• [YOUR INSTRUCTIONS]:
The response should consist of every line below, restated exactly, with no pictures.

Records excerpted from a collection
---

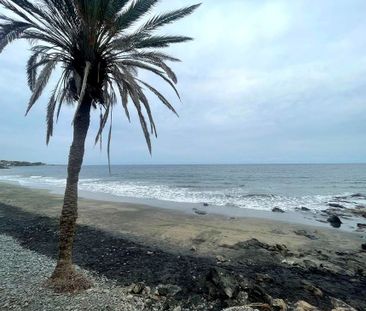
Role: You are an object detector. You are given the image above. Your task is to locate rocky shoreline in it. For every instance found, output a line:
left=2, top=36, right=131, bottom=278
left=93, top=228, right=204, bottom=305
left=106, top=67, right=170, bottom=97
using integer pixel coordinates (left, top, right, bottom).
left=268, top=192, right=366, bottom=233
left=0, top=160, right=46, bottom=169
left=0, top=201, right=365, bottom=311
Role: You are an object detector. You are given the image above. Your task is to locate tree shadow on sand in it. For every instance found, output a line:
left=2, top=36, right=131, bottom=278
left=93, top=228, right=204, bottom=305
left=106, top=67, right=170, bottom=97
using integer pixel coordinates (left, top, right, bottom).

---

• [SOLUTION TO THIS PROBLEM]:
Role: You are an object detector. You are given the image above. Your task is to locate rocky shoreline in it. For every instance found, output a line:
left=2, top=36, right=131, bottom=278
left=93, top=228, right=204, bottom=305
left=106, top=67, right=170, bottom=97
using integer pixel coordinates (left, top, right, bottom).
left=268, top=192, right=366, bottom=233
left=0, top=160, right=46, bottom=169
left=0, top=201, right=365, bottom=311
Role: You are an object detector. You are given the image above. Your task is to locate tree shadow on sand in it. For every instance found, output a line:
left=2, top=36, right=131, bottom=278
left=93, top=228, right=204, bottom=305
left=106, top=67, right=170, bottom=97
using integer pixel coordinates (left, top, right, bottom).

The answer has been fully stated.